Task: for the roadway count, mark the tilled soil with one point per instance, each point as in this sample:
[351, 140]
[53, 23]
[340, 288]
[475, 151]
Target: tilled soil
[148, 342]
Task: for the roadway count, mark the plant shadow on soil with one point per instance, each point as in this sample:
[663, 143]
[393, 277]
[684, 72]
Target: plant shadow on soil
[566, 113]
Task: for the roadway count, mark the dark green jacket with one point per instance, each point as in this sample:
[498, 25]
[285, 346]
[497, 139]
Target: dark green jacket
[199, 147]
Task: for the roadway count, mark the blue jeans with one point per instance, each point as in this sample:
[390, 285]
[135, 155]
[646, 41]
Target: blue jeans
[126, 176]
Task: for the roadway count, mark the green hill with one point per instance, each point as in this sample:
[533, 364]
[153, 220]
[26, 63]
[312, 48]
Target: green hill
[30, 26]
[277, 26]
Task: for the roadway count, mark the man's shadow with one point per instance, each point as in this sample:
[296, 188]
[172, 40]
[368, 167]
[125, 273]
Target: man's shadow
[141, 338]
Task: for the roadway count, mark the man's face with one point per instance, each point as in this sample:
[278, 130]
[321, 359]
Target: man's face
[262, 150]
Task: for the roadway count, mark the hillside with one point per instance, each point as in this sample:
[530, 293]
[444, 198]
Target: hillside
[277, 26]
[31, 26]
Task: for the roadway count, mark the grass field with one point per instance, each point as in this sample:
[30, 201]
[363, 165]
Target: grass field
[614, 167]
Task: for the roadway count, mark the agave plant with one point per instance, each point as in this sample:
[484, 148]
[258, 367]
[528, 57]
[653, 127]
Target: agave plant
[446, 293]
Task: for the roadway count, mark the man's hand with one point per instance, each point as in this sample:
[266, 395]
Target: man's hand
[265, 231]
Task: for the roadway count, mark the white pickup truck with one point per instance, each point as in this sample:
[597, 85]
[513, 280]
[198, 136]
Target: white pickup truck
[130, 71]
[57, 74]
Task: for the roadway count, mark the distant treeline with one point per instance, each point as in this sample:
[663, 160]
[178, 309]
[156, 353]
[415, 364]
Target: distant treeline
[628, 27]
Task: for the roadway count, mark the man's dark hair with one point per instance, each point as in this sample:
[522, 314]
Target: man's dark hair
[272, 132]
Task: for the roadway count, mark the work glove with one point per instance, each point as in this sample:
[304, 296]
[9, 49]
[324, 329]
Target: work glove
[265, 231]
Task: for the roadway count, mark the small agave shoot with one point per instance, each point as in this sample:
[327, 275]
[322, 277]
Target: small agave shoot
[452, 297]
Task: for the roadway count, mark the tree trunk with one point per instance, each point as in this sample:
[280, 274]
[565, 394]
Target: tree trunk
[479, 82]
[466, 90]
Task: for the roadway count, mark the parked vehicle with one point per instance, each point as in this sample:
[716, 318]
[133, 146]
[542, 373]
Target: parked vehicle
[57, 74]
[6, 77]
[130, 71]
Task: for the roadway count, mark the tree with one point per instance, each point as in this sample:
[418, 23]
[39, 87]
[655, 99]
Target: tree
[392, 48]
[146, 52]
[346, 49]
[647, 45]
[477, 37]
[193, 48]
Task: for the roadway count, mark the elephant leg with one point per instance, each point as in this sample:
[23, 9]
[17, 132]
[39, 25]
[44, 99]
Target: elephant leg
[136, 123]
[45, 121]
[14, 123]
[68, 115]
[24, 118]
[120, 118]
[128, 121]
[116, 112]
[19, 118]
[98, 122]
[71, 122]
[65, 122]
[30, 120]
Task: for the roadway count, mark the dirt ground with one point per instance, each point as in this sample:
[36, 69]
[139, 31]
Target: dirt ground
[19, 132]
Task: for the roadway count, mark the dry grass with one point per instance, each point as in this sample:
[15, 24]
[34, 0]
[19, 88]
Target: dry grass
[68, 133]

==========

INSTRUCTIONS TO FOLLOW ::
Can you output the stretch of lines from the one containing "Task: for the roadway count, mark the parked" through the last line above as a Markdown table with the columns Row and Line, numbering each line in Row and leaving out any blank lines?

RESPONSE BELOW ::
| Row | Line |
|---|---|
| 1 | Task: for the roadway count, mark the parked vehicle with one point per instance, each point as in this sample: |
| 2 | [716, 318] |
| 3 | [133, 146] |
| 4 | [542, 373] |
| 5 | Target: parked vehicle |
| 6 | [57, 74] |
| 7 | [6, 77] |
| 8 | [130, 71] |
| 9 | Task: for the roadway count, mark the tree with one point per instance, each point as in this sample: |
| 10 | [418, 23] |
| 11 | [39, 87] |
| 12 | [655, 99] |
| 13 | Target: tree |
| 14 | [392, 48] |
| 15 | [146, 52] |
| 16 | [346, 49] |
| 17 | [647, 45] |
| 18 | [477, 37] |
| 19 | [193, 48] |
| 20 | Task: for the roadway count, mark the elephant leg with one point per instance, each point as in this sample: |
| 21 | [23, 9] |
| 22 | [17, 132] |
| 23 | [39, 25] |
| 24 | [44, 99] |
| 25 | Target: elephant leg |
| 26 | [136, 123] |
| 27 | [45, 121] |
| 28 | [14, 123] |
| 29 | [68, 115] |
| 30 | [24, 118] |
| 31 | [120, 118] |
| 32 | [128, 121] |
| 33 | [116, 112] |
| 34 | [19, 118] |
| 35 | [98, 122] |
| 36 | [71, 122] |
| 37 | [65, 122] |
| 38 | [30, 120] |
| 39 | Task: for the roadway count, mark the dirt ground with one point per instance, each point as in this sample: |
| 40 | [36, 69] |
| 41 | [139, 31] |
| 42 | Target: dirt ground |
| 43 | [19, 132] |
| 44 | Task: for the roadway count, mark the dry grass with one point per instance, each point as in this sample: |
| 45 | [15, 24] |
| 46 | [34, 0] |
| 47 | [19, 88] |
| 48 | Target: dry grass |
| 49 | [68, 133] |